** EXERCISE PROMPT **
Copy every line of the data below verbatim, with no changes.
************
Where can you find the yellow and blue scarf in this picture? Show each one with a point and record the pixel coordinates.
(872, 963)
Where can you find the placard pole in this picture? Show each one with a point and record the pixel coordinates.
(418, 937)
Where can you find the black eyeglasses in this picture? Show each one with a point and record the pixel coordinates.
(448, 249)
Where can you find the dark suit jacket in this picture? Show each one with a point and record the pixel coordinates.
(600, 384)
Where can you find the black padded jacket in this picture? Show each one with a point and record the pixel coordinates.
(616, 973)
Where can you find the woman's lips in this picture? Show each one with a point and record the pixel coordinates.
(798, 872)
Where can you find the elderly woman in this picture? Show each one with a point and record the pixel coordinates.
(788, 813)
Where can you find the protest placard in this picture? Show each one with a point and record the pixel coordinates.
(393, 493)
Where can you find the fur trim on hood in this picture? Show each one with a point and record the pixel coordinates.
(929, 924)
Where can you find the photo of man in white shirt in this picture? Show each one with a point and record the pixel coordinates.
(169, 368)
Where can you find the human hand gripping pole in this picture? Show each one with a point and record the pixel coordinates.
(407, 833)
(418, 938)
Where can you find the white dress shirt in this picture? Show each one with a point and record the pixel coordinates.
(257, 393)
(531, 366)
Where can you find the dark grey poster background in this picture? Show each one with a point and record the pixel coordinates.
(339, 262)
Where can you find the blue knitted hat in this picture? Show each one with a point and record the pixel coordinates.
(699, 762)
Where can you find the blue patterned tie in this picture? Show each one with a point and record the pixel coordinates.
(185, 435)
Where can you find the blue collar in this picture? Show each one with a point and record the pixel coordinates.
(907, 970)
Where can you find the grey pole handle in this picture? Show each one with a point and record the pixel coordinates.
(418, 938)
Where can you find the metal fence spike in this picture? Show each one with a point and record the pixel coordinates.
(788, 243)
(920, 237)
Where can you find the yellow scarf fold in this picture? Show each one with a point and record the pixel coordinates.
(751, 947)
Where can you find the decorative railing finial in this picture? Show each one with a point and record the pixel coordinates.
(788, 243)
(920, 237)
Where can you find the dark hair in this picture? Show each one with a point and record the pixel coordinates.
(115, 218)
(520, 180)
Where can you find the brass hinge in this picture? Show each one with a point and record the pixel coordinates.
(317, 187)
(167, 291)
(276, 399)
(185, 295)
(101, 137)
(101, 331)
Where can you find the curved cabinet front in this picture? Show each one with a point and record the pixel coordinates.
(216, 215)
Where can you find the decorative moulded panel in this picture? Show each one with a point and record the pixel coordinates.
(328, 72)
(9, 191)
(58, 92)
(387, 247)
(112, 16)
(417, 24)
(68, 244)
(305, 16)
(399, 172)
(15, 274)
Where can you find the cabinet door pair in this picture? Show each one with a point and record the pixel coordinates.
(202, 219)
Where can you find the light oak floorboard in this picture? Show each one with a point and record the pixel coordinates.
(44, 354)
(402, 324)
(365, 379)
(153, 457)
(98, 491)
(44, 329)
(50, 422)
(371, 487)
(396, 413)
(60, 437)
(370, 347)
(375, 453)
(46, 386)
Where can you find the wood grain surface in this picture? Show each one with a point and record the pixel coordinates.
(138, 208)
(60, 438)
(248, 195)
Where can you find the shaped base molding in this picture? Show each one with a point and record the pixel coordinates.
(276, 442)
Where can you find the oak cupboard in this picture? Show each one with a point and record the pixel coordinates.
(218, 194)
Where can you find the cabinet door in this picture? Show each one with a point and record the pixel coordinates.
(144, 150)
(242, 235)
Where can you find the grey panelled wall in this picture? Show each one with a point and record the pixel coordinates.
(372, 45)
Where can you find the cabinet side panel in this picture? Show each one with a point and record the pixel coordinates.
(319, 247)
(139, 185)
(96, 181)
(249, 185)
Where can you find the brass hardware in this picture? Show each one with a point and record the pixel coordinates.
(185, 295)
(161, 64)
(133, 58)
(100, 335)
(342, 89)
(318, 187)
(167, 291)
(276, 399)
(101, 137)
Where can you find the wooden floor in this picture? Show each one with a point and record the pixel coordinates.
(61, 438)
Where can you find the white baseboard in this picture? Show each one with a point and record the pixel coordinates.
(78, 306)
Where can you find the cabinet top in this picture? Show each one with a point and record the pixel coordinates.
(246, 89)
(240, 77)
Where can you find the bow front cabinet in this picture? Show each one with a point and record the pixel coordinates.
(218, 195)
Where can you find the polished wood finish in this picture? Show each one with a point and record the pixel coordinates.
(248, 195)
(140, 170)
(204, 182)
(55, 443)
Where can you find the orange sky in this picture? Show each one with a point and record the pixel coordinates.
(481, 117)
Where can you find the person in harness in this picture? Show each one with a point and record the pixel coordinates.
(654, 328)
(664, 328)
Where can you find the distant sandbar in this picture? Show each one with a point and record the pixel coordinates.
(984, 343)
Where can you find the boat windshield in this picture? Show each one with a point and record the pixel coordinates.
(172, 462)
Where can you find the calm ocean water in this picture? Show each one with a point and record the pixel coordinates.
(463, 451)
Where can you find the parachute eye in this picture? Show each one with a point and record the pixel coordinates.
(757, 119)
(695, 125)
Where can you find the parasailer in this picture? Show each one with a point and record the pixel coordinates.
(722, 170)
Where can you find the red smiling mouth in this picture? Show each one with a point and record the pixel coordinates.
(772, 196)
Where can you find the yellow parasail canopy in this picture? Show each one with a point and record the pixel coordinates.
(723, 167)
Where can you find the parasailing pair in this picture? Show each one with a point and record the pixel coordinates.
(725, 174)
************
** ANSWER **
Where can you find the yellow and blue scarf in this picture? Show each one with a point and record the pixel coordinates.
(872, 963)
Where can you find the placard pole in this picture? Show each one with a point and record the pixel coordinates.
(418, 937)
Where can you find the black eyeglasses in this picture? Show each one with a point and record the pixel coordinates.
(448, 249)
Where can you find the dark suit jacket in this picture? Show each one with a point and record the pixel coordinates.
(600, 384)
Where can you find the black padded jacket in this picture? Show each one with a point and record the pixel coordinates.
(616, 973)
Where can you find the woman's lips in this picture? Show each one with a point and record the pixel coordinates.
(798, 872)
Where can you find the elderly woman in this picture? Show each one with a point and record the pixel coordinates.
(788, 813)
Where can you find the protest placard in this picture? Show each one with a point and record the pixel coordinates.
(393, 493)
Where can you find the fur trim on hood in this picture? Show each one with a point and record the pixel coordinates.
(929, 924)
Where can you find the photo of man in white shirt in this picture? Show each one with a point and record the pixel coordinates.
(169, 368)
Where can you find the human hand gripping pole in this picture? Show each one with a point and record the pixel coordinates.
(407, 833)
(418, 938)
Where can you find the white dress shirt in this picture? Show each one with a point and record the pixel coordinates.
(257, 393)
(531, 366)
Where can you find the dark grey poster background in this picture? Show each one with a point and record the pixel coordinates.
(339, 262)
Where can you find the blue knitted hat in this picture? Show each one with a point and record the pixel coordinates.
(699, 762)
Where can you find the blue patterned tie in this picture? Show each one with a point and record the pixel coordinates.
(185, 435)
Where can you find the blue collar in this picture? Show each one with a point and record the pixel coordinates.
(907, 970)
Where can you find the grey pole handle in this picture? Show each one with a point and record the pixel coordinates.
(418, 938)
Where can you find the metal fence spike in this picture? Show each one with a point and record the pixel coordinates.
(788, 243)
(920, 237)
Where can you find the yellow scarf fold in this picture? Show each one with a point and record the pixel coordinates.
(751, 947)
Where can you find the decorative railing finial in this picture? Show each one with a point and record the pixel coordinates.
(788, 243)
(920, 237)
Where can you find the dark hair in this picture? Show each one with a point and record the pixel coordinates.
(115, 218)
(520, 180)
Where can you find the brass hinge in this picture? Show each one with a point and record the pixel coordinates.
(317, 187)
(167, 291)
(276, 399)
(185, 295)
(101, 137)
(101, 331)
Where can you find the curved cabinet front in this picture? Show each one with a point and record the pixel coordinates.
(216, 215)
Where can you find the decorative moulded panel in this picture? Show each one with a point and record the pixel coordinates.
(328, 72)
(9, 191)
(58, 92)
(387, 247)
(112, 16)
(417, 24)
(68, 244)
(305, 16)
(399, 172)
(15, 274)
Where can you find the cabinet door pair in this picture? Show each one with a point and record the pixel coordinates.
(202, 219)
Where can you find the light oak floorboard in this picture? Show each one with a point and record the pixel coordinates.
(44, 354)
(402, 324)
(365, 379)
(153, 457)
(98, 491)
(44, 329)
(50, 422)
(371, 487)
(396, 413)
(60, 437)
(370, 347)
(375, 453)
(46, 386)
Where can you find the wood grain surface in this picture? Show each one with a point and record the pixel coordinates.
(138, 208)
(60, 438)
(248, 195)
Where can you find the shaped base molding in this picture? Show each one with a point and record the pixel coordinates.
(276, 442)
Where can you find the oak cupboard in this picture? Show each one with a point and record the pixel coordinates.
(218, 194)
Where can you find the cabinet door in this picture? Show each one with a point and record the pixel coordinates.
(144, 150)
(242, 235)
Where can you find the grey panelled wall in this picture? Show each one with a point and record the pixel coordinates.
(372, 45)
Where can you find the cabinet side panel in this picture? Show each one with a point and record the pixel coordinates.
(319, 247)
(139, 185)
(96, 181)
(249, 185)
Where can you find the brass hardware in this picture? Show each one with a point and record the pixel coordinates.
(185, 295)
(161, 64)
(133, 58)
(100, 335)
(342, 89)
(318, 187)
(167, 291)
(276, 399)
(101, 137)
Where can you find the wooden floor in this picture? Show each one with a point and record the pixel coordinates.
(61, 438)
Where can you find the white baseboard in this picture? Show each one with a point and record the pixel coordinates.
(78, 306)
Where can you find the cabinet top in this picture? Show each one with a point and record the pixel coordinates.
(246, 89)
(240, 77)
Where can you find the bow front cabinet in this picture? Show each one with a point and record the pixel coordinates.
(218, 195)
Where can you find the polished wood finish in this picture? Show each one with a point and record the pixel coordinates.
(248, 195)
(140, 170)
(204, 182)
(55, 443)
Where can you find the orange sky in this picture? Show each one with a point and record the pixel coordinates.
(481, 117)
Where can you find the person in harness in this picture? Show each one with a point and record the pixel coordinates.
(654, 328)
(664, 328)
Where can you find the distant sandbar in this picture? Show each one with a point and record the pixel coordinates.
(984, 343)
Where can you find the boat windshield in this picture? Show each one with a point and record the pixel coordinates.
(172, 462)
Where can you find the calm ocean water in this picture? Show each one with a point and record the pixel coordinates.
(463, 451)
Where can you find the parachute eye in this picture? Show each one with a point and record the pixel coordinates.
(757, 119)
(695, 125)
Where can you find the parasailer in this picture? Show each one with a point and record the pixel coordinates.
(722, 170)
Where can you find the red smiling mouth in this picture? Show each one with a point and record the pixel coordinates.
(772, 196)
Where can you find the yellow parasail canopy in this picture? Show each one with a point and record the pixel coordinates.
(723, 167)
Where can you find the parasailing pair in this picture? Show each one with a point and record the pixel coordinates.
(725, 174)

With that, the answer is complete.